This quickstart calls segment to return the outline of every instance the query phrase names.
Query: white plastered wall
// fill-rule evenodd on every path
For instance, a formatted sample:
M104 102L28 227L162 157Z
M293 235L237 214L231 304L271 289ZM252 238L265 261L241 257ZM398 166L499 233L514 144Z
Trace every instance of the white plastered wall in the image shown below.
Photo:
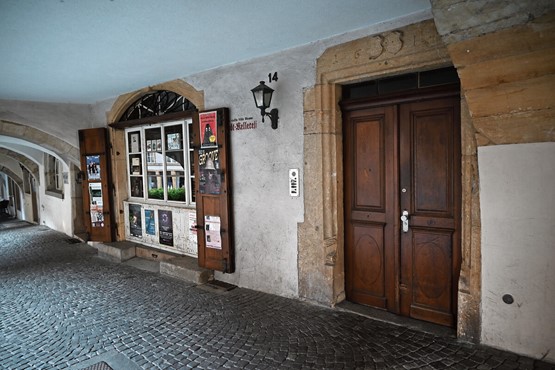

------------------------------------

YOUR GOAL: Set out, exactly as given, the line that contains "M104 102L28 227L162 157Z" along with each line after it through the end of the records above; omit the pictures.

THE COMPLETED TASK:
M104 102L28 227L162 157Z
M293 235L237 214L231 304L271 289ZM252 238L265 261L241 257ZM398 166L499 233L514 144Z
Trace every instance of the white plastered wall in the image shown below.
Photo:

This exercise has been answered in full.